• _Brief 1_:
Copy the following profile of St. Catherine Greek Orthodox Church word for word.

• _Text section_:
-=-=-=-=-

Name: St. Catherine Greek Orthodox Church
Location: Braintree, Mass.
Metropolis of Boston
Founded: 1961
Clergy: served by interim clergy, pending appointment of full-time priest
Size: About 300 families
Web: www.stcatherinebraintree.org
E-mail: [email protected]

BRAINTREE, Mass. – According to a parish history, following the Second World War, a growing number of Greek Orthodox people began to populate the southern and western suburbs of Boston, which at the time, were being serviced by the clergy of Boston. By the late 1950s it was apparent that a new church was needed at the gateway to the South Shore to serve the spiritual, educational, cultural, and social needs of the growing number of faithful living in the cities and towns that constitute the “South Shore.”

In 1959 a group of dedicated families devoted to the church and their ancestral heritage organized the “South Shore Hellenic Association” to pursue the establishment of a Greek Orthodox church in a locality accessible to most families living the area. After a period of negotiations, the Archdiocese issued a charter for the establishment of a Church community. A fund-raising campaign culminated in the purchase of the United First Parish Church of Quincy, which was built in the late 19th century and located on Beale and Farrington streets. The building was renovated and converted into an Orthodox church with all the essential liturgical appointments. The church was dedicated to St. Catherine the Great Martyr of Alexandria.

The newly established parish began functioning officially on Oct. 23, 1960 with the appointment of an interim priest, Fr. Dean Timothy Andrews. One year later the parish was assigned a permanent priest, Fr. Demetrios Michaelides. Both priests were from the first graduating class (1942) of Holy Cross Theological School. The parish was formally incorporated by the Commonwealth of Massachusetts in December 1961 as the Greek Orthodox Community of South Shore under the jurisdiction of the Archdiocese. Catherine Pappas, the long-time president of the National Philoptochos Society, was declared patron and sponsor of the church.

-=-=-=-=-

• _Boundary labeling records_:
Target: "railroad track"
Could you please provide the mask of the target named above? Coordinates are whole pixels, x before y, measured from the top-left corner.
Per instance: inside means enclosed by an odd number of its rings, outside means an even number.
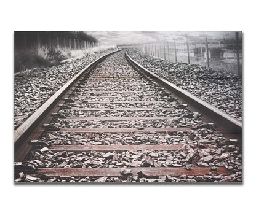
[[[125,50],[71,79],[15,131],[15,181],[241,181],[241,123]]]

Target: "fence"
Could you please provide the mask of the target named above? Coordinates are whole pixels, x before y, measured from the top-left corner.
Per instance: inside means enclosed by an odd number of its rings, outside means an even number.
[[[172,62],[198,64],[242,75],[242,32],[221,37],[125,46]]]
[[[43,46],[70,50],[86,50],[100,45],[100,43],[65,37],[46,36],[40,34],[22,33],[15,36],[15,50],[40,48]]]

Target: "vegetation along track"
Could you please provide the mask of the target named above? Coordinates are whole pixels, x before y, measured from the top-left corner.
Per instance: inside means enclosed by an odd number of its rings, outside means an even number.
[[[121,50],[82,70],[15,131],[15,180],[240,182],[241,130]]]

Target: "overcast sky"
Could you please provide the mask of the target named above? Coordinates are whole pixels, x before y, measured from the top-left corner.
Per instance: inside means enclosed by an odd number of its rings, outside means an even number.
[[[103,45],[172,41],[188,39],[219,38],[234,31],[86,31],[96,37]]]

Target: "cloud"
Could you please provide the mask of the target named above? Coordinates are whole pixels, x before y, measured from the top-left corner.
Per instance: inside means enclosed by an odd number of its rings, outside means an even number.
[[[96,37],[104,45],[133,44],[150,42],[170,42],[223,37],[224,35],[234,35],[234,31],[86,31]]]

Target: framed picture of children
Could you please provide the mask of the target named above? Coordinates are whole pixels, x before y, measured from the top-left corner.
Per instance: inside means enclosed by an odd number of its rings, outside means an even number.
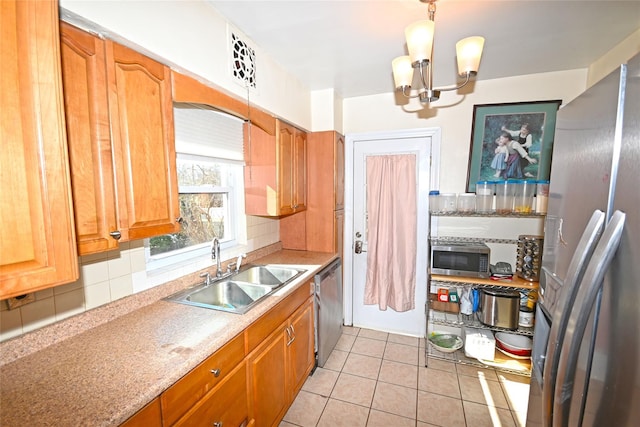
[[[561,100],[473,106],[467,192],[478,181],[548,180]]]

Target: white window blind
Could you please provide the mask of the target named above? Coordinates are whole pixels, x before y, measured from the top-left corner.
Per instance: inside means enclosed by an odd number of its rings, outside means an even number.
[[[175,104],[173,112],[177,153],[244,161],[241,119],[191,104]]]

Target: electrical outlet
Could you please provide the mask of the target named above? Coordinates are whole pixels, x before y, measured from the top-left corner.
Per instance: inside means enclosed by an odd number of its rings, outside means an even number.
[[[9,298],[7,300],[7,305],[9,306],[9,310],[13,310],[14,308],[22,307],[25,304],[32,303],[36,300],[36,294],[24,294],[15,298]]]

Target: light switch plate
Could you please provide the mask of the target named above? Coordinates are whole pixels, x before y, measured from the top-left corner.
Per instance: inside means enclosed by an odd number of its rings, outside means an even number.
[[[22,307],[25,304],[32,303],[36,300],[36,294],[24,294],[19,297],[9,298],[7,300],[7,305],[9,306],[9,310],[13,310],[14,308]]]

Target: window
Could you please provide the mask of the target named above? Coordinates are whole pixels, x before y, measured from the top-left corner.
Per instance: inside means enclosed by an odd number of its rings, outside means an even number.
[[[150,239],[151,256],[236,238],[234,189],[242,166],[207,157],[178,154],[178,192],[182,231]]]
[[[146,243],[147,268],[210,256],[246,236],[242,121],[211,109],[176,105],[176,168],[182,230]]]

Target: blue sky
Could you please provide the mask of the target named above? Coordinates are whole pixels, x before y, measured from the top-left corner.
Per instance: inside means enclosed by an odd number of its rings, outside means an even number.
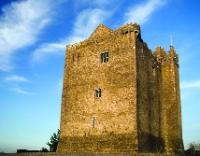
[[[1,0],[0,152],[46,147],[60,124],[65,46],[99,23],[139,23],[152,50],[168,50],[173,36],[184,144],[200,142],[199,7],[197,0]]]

-=-=-=-=-

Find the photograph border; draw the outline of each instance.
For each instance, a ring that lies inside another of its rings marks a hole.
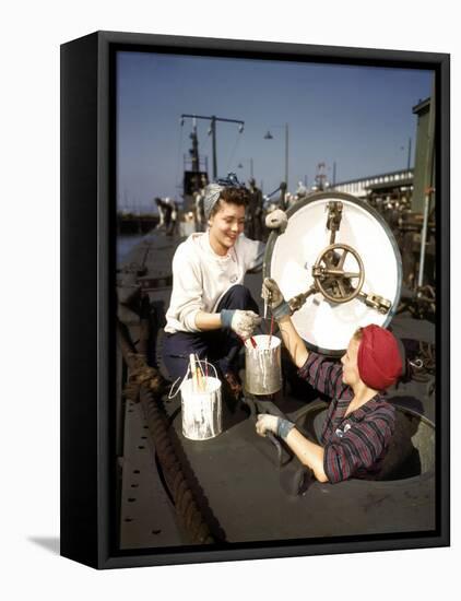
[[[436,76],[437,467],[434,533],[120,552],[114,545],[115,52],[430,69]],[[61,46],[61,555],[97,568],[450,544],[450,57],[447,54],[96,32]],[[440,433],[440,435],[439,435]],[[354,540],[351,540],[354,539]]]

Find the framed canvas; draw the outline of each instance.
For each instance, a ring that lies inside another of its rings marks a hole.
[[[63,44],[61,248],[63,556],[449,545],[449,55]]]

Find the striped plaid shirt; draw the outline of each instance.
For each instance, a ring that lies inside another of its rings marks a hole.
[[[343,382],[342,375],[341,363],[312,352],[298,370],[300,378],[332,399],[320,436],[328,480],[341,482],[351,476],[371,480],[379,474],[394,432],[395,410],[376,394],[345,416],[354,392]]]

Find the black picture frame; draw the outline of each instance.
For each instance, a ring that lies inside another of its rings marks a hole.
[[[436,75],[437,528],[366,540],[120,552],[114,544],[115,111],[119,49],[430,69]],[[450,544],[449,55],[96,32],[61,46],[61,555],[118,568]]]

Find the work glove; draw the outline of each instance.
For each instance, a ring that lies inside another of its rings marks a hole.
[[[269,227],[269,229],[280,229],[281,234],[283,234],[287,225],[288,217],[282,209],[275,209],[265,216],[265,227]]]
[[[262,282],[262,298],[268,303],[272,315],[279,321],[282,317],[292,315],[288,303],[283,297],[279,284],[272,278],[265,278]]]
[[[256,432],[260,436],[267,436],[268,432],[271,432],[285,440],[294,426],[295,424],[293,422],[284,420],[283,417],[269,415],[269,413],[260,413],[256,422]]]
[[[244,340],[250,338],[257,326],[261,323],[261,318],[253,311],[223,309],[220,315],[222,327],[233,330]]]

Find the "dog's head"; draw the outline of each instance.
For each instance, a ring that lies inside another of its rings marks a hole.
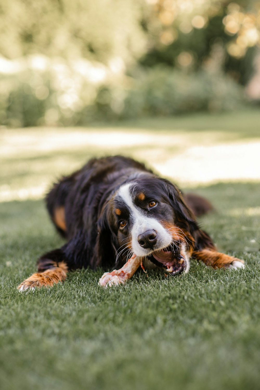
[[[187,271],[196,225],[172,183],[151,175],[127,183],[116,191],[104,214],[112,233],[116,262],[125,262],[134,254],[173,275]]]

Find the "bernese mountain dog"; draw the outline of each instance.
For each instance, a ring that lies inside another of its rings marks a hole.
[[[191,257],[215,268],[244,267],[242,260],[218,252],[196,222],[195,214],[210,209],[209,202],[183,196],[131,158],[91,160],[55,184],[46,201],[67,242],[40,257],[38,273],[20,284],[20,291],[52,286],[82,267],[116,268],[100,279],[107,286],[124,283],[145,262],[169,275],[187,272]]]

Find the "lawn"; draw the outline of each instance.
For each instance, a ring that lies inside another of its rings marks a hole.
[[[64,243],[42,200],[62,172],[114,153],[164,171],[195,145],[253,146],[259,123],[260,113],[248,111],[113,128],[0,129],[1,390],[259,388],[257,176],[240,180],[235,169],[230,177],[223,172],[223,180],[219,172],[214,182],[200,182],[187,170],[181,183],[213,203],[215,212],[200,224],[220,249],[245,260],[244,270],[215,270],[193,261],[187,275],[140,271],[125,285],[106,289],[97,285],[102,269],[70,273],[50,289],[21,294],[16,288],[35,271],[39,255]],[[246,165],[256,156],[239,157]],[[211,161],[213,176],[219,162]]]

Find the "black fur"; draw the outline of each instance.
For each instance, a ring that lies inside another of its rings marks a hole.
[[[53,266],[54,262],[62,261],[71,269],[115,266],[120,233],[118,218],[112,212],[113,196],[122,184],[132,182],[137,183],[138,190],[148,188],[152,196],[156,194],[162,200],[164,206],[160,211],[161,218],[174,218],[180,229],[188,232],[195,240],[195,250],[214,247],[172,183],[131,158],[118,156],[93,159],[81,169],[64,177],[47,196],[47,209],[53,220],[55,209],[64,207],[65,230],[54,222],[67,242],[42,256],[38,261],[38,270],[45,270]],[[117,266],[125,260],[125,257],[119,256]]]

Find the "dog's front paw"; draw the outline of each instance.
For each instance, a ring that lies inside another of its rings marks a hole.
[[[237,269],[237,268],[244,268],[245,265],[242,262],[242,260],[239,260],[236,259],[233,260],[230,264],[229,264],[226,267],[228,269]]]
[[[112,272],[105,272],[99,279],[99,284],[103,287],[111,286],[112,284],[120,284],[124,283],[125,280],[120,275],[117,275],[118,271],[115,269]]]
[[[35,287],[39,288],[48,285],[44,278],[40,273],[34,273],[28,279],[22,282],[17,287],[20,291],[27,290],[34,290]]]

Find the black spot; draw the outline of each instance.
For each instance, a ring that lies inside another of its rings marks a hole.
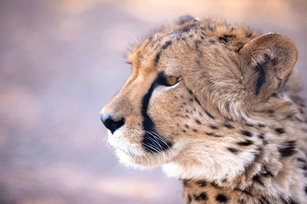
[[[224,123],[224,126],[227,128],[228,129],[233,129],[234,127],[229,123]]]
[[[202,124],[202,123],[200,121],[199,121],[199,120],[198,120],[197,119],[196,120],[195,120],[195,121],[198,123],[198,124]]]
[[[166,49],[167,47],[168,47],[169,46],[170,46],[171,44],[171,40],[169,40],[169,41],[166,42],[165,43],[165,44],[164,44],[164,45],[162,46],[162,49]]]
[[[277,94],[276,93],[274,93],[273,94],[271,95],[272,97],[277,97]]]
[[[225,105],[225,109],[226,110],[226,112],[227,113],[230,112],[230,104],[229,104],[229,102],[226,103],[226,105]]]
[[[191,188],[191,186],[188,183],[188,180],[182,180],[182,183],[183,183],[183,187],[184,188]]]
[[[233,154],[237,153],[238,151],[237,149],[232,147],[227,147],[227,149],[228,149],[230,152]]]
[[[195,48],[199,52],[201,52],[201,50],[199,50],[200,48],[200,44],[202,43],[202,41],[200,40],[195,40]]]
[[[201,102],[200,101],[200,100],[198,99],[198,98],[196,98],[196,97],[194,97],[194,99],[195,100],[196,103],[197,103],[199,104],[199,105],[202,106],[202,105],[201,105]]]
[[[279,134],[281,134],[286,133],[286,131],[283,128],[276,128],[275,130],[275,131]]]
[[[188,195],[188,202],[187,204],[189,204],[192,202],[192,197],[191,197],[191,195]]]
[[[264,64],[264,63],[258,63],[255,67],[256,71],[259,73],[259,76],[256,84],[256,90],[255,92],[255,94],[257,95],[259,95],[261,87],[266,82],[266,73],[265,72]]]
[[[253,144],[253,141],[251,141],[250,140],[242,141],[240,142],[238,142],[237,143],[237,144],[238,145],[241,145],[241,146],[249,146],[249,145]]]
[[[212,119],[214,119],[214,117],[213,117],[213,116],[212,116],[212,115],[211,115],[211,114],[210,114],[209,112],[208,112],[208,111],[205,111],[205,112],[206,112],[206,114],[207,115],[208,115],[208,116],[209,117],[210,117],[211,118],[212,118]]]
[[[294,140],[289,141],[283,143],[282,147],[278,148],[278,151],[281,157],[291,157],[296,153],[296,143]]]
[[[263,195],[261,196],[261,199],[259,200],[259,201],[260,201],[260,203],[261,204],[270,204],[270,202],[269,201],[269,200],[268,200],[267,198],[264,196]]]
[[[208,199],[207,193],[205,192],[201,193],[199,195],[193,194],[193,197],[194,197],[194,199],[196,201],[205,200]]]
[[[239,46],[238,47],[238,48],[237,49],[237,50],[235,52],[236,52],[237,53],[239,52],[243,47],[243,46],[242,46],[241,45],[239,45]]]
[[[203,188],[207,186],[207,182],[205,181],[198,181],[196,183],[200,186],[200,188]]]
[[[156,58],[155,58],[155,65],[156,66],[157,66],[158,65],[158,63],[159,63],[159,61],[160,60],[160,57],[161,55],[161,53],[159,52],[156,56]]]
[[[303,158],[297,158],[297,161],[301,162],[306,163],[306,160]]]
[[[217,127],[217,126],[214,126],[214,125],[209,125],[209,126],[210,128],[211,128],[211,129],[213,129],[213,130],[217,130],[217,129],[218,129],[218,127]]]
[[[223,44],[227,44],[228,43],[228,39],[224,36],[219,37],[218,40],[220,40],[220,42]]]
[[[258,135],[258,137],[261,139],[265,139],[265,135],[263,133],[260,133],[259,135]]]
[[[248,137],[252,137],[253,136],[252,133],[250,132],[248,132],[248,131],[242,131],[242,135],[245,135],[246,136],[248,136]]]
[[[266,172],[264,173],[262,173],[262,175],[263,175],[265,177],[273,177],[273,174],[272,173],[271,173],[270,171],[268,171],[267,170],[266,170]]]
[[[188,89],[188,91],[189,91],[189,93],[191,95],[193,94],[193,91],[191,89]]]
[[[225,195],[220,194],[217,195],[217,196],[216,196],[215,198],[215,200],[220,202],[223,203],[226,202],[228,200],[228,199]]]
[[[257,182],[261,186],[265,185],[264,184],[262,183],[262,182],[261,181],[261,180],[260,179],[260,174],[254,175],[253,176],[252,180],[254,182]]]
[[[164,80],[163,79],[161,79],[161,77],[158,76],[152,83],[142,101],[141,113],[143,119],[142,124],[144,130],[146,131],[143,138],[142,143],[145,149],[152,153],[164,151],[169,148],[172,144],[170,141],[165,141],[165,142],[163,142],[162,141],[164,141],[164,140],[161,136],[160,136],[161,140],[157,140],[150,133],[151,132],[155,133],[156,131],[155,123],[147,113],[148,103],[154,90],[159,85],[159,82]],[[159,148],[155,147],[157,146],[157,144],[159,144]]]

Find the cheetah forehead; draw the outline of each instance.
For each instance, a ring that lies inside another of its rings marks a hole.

-=-=-=-=-

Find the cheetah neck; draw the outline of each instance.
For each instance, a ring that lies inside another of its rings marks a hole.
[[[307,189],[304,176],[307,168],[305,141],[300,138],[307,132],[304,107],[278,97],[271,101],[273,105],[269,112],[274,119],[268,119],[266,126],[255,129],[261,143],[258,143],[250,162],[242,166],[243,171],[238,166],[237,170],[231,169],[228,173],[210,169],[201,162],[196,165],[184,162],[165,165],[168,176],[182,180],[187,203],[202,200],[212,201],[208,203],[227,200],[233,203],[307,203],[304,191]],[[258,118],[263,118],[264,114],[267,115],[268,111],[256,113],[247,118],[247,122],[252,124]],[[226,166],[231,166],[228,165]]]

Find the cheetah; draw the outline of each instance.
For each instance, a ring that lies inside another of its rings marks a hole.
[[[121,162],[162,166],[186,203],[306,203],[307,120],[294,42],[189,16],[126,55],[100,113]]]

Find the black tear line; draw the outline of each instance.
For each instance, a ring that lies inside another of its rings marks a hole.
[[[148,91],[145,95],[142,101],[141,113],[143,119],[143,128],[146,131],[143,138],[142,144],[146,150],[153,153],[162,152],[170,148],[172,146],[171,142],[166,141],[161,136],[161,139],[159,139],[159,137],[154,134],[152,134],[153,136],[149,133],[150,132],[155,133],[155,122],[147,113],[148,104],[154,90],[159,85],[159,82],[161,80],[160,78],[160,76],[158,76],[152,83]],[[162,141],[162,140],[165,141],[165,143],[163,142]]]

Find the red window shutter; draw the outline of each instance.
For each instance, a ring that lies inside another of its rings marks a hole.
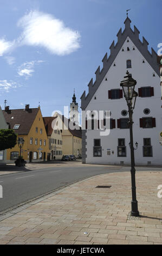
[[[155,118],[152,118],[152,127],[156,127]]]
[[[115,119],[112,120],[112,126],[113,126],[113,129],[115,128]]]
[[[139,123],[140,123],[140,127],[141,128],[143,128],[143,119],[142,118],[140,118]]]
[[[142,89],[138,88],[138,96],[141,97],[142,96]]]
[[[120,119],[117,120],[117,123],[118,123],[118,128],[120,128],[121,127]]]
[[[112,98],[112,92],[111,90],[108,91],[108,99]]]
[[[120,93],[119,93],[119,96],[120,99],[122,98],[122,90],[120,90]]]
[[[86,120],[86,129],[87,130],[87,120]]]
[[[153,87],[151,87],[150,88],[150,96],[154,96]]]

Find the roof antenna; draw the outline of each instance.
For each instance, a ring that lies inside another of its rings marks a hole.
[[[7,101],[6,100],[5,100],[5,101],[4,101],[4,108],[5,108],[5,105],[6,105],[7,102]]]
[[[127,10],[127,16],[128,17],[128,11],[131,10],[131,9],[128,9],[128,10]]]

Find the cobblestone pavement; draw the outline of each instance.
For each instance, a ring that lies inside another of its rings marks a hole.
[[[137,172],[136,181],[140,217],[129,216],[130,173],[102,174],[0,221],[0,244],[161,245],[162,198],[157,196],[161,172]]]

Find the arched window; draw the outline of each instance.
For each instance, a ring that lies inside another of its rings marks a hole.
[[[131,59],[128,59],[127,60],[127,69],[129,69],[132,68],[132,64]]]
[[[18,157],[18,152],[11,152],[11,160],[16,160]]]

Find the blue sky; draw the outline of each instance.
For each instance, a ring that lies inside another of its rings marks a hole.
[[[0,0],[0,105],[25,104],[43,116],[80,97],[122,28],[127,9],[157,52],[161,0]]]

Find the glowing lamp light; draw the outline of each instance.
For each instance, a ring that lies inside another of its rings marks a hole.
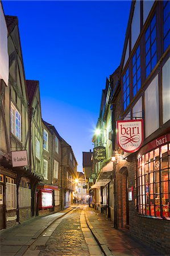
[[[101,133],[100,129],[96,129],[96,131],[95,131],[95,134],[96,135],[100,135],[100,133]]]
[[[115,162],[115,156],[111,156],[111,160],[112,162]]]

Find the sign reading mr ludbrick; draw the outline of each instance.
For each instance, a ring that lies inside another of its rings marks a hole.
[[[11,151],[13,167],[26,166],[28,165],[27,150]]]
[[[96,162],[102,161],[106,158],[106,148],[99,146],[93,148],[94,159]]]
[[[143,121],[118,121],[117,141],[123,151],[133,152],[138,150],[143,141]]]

-=-=-=-=-

• _Brief 2_:
Render the records as a two-column CSV with the columns request and answer, covering everything from the line containing "Find the arched" down to the line containing "[[[18,157],[18,152],[11,152],[11,160],[16,160]]]". Put one row for each request, place each value in a single quoted field, and turn line breaks into spaces.

• _Complete output 1_:
Name: St. Catherine Greek Orthodox Church
Location: Braintree, Mass.
Metropolis of Boston
Founded: 1961
Clergy: served by interim clergy, pending appointment of full-time priest
Size: About 300 families
Web: www.stcatherinebraintree.org
E-mail: [email protected]

BRAINTREE, Mass. – According to a parish history, following the Second World War, a growing number of Greek Orthodox people began to populate the southern and western suburbs of Boston, which at the time, were being serviced by the clergy of Boston. By the late 1950s it was apparent that a new church was needed at the gateway to the South Shore to serve the spiritual, educational, cultural, and social needs of the growing number of faithful living in the cities and towns that constitute the “South Shore.”

In 1959 a group of dedicated families devoted to the church and their ancestral heritage organized the “South Shore Hellenic Association” to pursue the establishment of a Greek Orthodox church in a locality accessible to most families living the area. After a period of negotiations, the Archdiocese issued a charter for the establishment of a Church community. A fund-raising campaign culminated in the purchase of the United First Parish Church of Quincy, which was built in the late 19th century and located on Beale and Farrington streets. The building was renovated and converted into an Orthodox church with all the essential liturgical appointments. The church was dedicated to St. Catherine the Great Martyr of Alexandria.

The newly established parish began functioning officially on Oct. 23, 1960 with the appointment of an interim priest, Fr. Dean Timothy Andrews. One year later the parish was assigned a permanent priest, Fr. Demetrios Michaelides. Both priests were from the first graduating class (1942) of Holy Cross Theological School. The parish was formally incorporated by the Commonwealth of Massachusetts in December 1961 as the Greek Orthodox Community of South Shore under the jurisdiction of the Archdiocese. Catherine Pappas, the long-time president of the National Philoptochos Society, was declared patron and sponsor of the church.

• _Complete output 2_:
request,answer
"Find the arched window; draw the outline of each instance. For each instance, a ring that lies inside another of its rings marks a hole.","[[[131,59],[128,59],[127,60],[127,69],[129,69],[132,68],[132,64]]] [[[18,157],[18,152],[11,152],[11,160],[16,160]]]"